• [EXERCISE OBJECTIVE]
Find the line containing "Query: pink canopy" in the entries below. Reproduce that line and each one after it to the end, exactly, with no other lines.

• [DATA TO PROCESS]
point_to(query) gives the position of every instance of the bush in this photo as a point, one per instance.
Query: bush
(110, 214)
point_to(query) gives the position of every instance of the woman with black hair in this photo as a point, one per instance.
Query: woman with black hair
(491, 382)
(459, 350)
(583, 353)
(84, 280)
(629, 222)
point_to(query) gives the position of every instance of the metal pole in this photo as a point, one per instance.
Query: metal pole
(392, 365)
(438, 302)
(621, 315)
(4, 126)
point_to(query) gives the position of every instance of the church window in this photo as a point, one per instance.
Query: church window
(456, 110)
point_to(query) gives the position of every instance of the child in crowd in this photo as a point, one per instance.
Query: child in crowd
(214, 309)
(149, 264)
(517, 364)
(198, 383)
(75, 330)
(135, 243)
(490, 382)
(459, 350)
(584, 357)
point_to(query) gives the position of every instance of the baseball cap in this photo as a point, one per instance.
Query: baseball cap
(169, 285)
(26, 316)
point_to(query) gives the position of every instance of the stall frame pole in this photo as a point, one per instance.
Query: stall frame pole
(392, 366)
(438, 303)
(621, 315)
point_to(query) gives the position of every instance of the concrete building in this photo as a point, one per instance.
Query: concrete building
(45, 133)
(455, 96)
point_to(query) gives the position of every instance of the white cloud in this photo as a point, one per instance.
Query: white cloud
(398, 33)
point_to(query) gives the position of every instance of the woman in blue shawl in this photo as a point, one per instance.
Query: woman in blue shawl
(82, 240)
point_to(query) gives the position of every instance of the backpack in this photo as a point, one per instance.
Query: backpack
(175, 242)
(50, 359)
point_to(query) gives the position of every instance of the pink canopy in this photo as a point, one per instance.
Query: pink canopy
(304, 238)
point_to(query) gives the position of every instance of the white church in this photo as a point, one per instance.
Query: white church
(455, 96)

• [TASK SOLUTION]
Query: pink canopy
(304, 238)
point_to(query) gives the position of every instance of the white church in this photo as a point, one per instance.
Query: white church
(455, 96)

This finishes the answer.